* TASK BRIEF *
Write out exactly the lines from the one holding "Target: blue sky" to the last line of the entries, both ends included and nothing else, without the pictures.

* RECORDS PROVIDED *
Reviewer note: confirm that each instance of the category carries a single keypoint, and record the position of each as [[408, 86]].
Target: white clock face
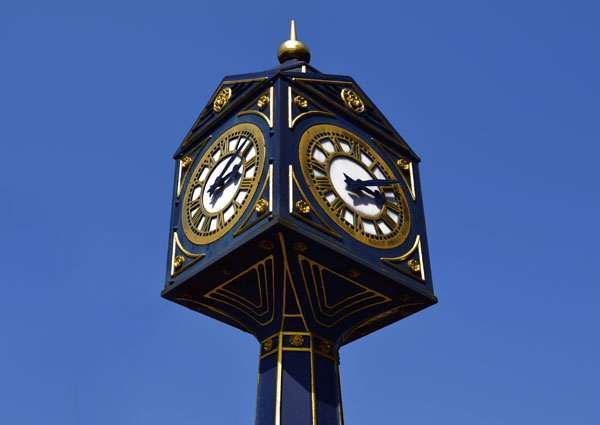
[[355, 186], [232, 166], [223, 183]]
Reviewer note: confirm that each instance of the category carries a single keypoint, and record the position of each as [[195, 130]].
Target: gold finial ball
[[293, 49]]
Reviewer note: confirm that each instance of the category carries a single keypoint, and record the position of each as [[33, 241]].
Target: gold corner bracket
[[416, 267]]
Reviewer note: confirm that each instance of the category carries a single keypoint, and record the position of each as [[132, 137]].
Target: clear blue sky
[[500, 100]]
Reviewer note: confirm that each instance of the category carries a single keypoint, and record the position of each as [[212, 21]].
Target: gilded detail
[[353, 101], [261, 206], [297, 340], [186, 161], [414, 266], [178, 261], [303, 207], [268, 345], [353, 273], [301, 102], [403, 163], [262, 102], [222, 99]]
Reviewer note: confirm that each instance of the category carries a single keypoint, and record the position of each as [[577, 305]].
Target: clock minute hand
[[375, 182], [233, 171], [220, 180], [359, 184]]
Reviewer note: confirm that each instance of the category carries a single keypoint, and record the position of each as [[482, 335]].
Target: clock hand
[[220, 180], [233, 171], [376, 182], [359, 184]]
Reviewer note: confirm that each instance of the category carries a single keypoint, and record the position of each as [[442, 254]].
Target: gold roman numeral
[[392, 206], [196, 219], [323, 184], [338, 206], [250, 163], [318, 166], [389, 221], [206, 225], [246, 184]]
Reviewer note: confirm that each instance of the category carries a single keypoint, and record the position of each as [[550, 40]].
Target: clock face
[[355, 186], [223, 183]]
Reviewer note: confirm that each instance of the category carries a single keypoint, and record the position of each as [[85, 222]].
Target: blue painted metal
[[298, 384]]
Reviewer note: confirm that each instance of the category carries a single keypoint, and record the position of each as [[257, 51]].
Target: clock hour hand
[[220, 180], [233, 172], [358, 184], [377, 182]]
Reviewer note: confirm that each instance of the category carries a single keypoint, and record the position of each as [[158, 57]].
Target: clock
[[355, 186], [223, 183]]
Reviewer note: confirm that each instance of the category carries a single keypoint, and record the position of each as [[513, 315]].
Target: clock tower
[[297, 217]]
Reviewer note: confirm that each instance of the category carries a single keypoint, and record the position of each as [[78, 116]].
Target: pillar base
[[298, 381]]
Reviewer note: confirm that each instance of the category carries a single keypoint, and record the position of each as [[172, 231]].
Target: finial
[[293, 49]]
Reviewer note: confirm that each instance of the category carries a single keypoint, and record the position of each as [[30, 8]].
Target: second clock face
[[355, 186], [223, 183]]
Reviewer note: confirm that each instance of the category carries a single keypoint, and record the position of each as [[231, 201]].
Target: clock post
[[297, 217]]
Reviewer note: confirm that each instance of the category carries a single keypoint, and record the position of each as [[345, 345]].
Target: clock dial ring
[[223, 183], [367, 200]]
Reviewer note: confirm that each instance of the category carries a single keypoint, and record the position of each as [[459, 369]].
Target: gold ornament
[[301, 102], [293, 49], [186, 161], [303, 207], [297, 340], [403, 163], [414, 266], [268, 345], [222, 99], [178, 261], [353, 101], [261, 206], [262, 103]]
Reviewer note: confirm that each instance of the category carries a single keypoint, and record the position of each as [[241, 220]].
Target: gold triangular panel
[[410, 263], [263, 207], [262, 106], [300, 106], [251, 292], [301, 208], [333, 296], [331, 92], [181, 259]]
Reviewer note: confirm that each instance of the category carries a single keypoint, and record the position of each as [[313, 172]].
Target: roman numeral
[[358, 221], [196, 219], [246, 184], [392, 206], [389, 221], [338, 206], [206, 225], [195, 204], [250, 163], [355, 150], [220, 222], [318, 166], [323, 184], [336, 144]]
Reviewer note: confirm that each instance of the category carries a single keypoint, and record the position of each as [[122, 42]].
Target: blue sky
[[499, 99]]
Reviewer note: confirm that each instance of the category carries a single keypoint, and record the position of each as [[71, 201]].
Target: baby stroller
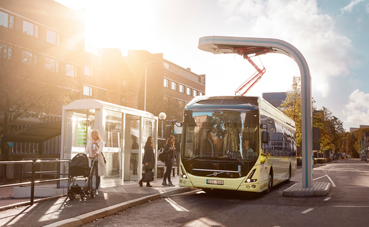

* TASK RESULT *
Target: blue sky
[[499, 99]]
Reviewer note: confirm that each instance of the category carries a single keypoint, and record the position of each as [[71, 201]].
Target: baby stroller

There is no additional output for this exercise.